11Jusqu’ici, je peux admettre cette démarche. Néanmoins nos chemins se séparent là où cette conception propose, en tant que position contraire, une pluralité radicale du droit. Du point de vue pluraliste, le droit est divisé en différentes théories ou communautés d’interprétation strictement délimitées les unes des autres. Sa pluralité est en elle-même radicalement différenciée et ne présente pas de transition. Ce point de vue nie les nuances intermédiaires et c’est là qu’à mon avis se trouve l’erreur. Si l’on reconnaît cette erreur, on ira d’une pluralité radicalement délimitée vers une pluralité plus ou moins déterminée avec des transitions insensibles. Si l’on accepte la pluralité avec des transitions insensibles, l’on reconnaît avec celles-ci l’unité dans la pluralité. Une telle unité plus ou moins vague n’est rien d’autre que l’envers de la pluralité plus ou moins vague.
12Il existe, entre l’unité et la pluralité, d’une part une interdépendance, et d’autre part un conflit sous-jacent. L’unitaire part d’une unité avec des délimitations strictes, le pluraliste part quant à lui, du principe de pluralité avec des délimitations strictes. Tous les deux font l’erreur de nier les transitions. Le droit n’est pas un système fermé sur lui-même ou composé d’un ensemble de systèmes fermés en eux-mêmes. Le droit rappelle plutôt une tradition multiple, sans cependant pouvoir nier l’unité existant dans cette pluralité.
13Ainsi nous n’avons fait qu’esquisser la position intermédiaire visée au point de départ. Si on veut la développer d’une façon plus détaillée, on doit se tourner vers l’application du droit. Dans l’application du droit, le comportement d’application et la règle à appliquer sont interdépendants. Le contenu de la règle influence le comportement d’application et le comportement d’application influence le contenu de la règle. Le juriste essaie d’interpréter le contenu de la règle, afin de voir si un certain comportement d’application est en conformité avec elle. Le contenu de la règle ne prend forme et n’acquiert sa vitalité qu’avec les cas d’application imaginés ou réels. Ce n’est que lorsque j’imagine le déroulement des éventuels cas d’application que le contenu de la règle devient clair.
14À part cette interdépendance, il existe aussi un conflit sous-jacent car un comportement d’application et une règle à appliquer ne sont pas forcément adaptés l’un à l’autre. Quelles sont les conséquences que l’on tire de là ? Cela veut-il dire que le comportement d’application doit être considéré comme étant illicite ? Ou cela signifie-t-il que l’on doit remettre en question ses propres conceptions concernant le contenu de la règle ? Si je me pose la question de savoir ce qui vient en premier lieu – le comportement d’application ou la règle à appliquer-j’essaie de réduire l’un à l’autre. Je ne considère le phénomène à « tête de janus » de l’application que d’un côté et nie de ce fait l’interdépendance. Si en revanche je considère le comportement d’application par le biais de la règle à appliquer, le comportement ne dépendrait que d’elle. Si j’adopte maintenant le point de vue contraire, la règle à appliquer ne sera rien d’autre que le produit du comportement d’application. Elle ne peut servir de mesure pour ce comportement, puisque chaque comportement d’application est conforme à la règle. À mon avis, les deux considérations sont simplistes et donc fausses.

* Problème 1:
Mettez en liste numérotée les lignes ci-dessous, de la ligne qui contient « Rules. Find each instance of the deer » jusqu'à celle qui contient « Query: deer right ear » incluse, sans les lignes vides. Laissez les images de côté dans votre réponse.

* Données fournies:
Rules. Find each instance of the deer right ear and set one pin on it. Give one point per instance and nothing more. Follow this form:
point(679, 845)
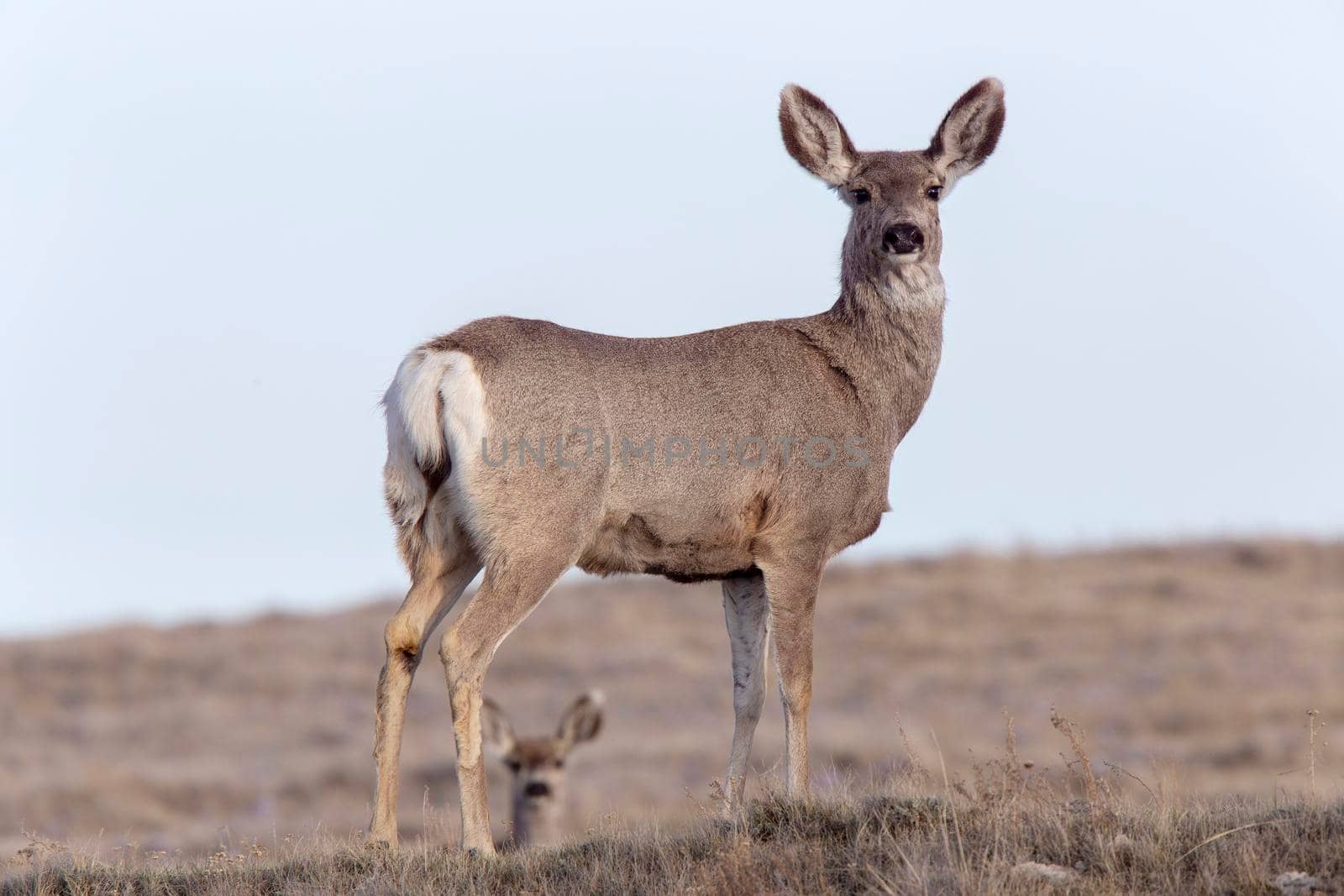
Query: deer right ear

==

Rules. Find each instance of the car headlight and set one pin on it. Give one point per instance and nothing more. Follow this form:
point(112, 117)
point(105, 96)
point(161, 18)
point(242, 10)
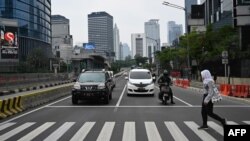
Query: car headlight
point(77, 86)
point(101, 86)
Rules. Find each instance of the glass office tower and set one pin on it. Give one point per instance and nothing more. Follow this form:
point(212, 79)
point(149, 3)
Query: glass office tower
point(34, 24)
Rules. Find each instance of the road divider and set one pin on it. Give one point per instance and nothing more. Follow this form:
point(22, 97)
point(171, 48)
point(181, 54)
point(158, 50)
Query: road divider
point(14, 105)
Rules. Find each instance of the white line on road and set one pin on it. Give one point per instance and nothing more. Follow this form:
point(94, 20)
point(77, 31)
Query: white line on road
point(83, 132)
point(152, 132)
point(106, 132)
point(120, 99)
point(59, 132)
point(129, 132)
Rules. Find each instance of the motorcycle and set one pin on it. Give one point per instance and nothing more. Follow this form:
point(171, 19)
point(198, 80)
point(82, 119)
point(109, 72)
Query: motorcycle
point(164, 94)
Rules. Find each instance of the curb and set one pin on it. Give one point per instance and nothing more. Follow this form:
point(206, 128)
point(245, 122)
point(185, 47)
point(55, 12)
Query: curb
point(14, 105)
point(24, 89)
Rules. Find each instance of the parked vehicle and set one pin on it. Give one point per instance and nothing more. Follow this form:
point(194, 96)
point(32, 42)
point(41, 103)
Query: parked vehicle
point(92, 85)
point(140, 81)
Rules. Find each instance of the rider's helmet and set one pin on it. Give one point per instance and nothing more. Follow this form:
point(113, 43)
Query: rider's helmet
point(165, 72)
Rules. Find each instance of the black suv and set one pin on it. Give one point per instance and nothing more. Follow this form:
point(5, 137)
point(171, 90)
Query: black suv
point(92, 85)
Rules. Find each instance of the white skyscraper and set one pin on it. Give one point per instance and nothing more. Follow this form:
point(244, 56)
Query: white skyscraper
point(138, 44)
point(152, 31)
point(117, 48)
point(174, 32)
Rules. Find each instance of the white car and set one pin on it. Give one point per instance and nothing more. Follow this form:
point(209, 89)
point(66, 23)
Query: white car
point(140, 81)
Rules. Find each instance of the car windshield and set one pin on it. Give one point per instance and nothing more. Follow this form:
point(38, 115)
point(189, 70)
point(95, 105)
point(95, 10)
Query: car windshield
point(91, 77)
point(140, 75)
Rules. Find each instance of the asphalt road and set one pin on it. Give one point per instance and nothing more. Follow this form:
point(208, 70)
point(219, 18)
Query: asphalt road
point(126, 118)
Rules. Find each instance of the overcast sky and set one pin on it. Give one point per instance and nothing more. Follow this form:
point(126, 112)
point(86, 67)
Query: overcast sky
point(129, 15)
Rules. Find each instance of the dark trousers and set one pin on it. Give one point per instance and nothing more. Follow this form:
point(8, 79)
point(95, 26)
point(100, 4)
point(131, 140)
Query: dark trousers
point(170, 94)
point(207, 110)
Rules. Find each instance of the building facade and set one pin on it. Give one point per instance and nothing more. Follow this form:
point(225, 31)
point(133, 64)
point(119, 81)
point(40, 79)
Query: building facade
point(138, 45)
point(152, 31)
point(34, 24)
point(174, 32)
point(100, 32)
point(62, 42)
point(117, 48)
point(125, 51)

--

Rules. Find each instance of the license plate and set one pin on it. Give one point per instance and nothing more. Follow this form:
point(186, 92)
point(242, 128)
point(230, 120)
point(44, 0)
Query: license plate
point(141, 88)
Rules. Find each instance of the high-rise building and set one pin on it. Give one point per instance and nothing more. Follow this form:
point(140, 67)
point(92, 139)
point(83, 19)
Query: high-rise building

* Problème 2:
D'après l'extrait à lire, quelle erreur l'unitaire et le pluraliste commettent-ils tous les deux ?

* Résultat obtenu 1:
1. Rules. Find each instance of the deer right ear and set one pin on it. Give one point per instance and nothing more. Follow this form:
2. point(679, 845)
3. Query: deer right ear

* Résultat obtenu 2:
Ils nient les transitions.